Filter the listing below, copying every line in which the word "hillside" appears.

╭──

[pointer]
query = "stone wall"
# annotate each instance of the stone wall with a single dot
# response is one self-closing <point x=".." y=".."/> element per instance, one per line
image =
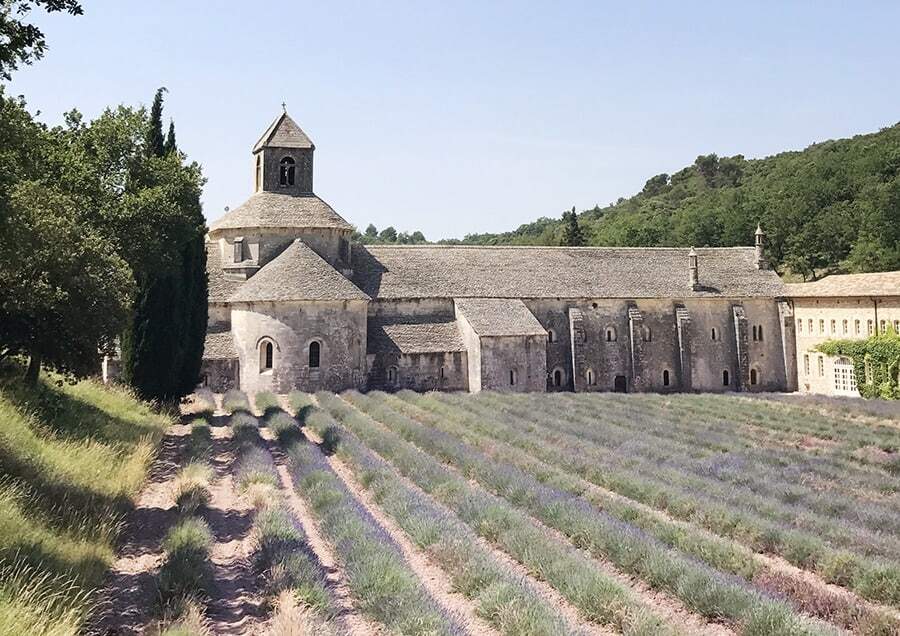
<point x="680" y="342"/>
<point x="220" y="375"/>
<point x="524" y="356"/>
<point x="419" y="371"/>
<point x="339" y="327"/>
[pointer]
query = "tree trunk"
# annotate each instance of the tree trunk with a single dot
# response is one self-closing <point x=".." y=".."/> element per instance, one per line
<point x="34" y="368"/>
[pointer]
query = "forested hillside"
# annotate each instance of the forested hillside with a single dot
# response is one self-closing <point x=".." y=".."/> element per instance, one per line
<point x="833" y="207"/>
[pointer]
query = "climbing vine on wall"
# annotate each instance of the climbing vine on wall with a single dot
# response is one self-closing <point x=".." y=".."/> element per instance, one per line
<point x="876" y="362"/>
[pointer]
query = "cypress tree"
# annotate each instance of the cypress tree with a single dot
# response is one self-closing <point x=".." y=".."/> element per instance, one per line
<point x="162" y="351"/>
<point x="169" y="146"/>
<point x="572" y="233"/>
<point x="155" y="144"/>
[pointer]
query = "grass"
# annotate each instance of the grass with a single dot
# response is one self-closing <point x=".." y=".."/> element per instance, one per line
<point x="234" y="401"/>
<point x="185" y="570"/>
<point x="190" y="488"/>
<point x="200" y="441"/>
<point x="72" y="458"/>
<point x="266" y="403"/>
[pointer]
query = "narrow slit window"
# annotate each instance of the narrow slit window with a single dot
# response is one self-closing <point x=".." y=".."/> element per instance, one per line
<point x="287" y="172"/>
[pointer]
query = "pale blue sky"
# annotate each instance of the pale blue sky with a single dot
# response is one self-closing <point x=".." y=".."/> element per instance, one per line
<point x="457" y="117"/>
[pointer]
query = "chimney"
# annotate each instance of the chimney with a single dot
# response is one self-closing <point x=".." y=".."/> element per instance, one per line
<point x="760" y="246"/>
<point x="695" y="274"/>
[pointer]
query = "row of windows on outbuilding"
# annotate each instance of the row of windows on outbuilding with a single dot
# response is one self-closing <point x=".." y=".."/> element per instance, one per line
<point x="845" y="326"/>
<point x="647" y="334"/>
<point x="558" y="377"/>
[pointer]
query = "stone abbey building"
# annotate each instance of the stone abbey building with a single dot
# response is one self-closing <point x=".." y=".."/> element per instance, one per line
<point x="295" y="305"/>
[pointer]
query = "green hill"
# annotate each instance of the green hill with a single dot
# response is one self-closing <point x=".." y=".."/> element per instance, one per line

╰──

Problem solution:
query = "forested hillside"
# annotate each instance of the forested hillside with a single dot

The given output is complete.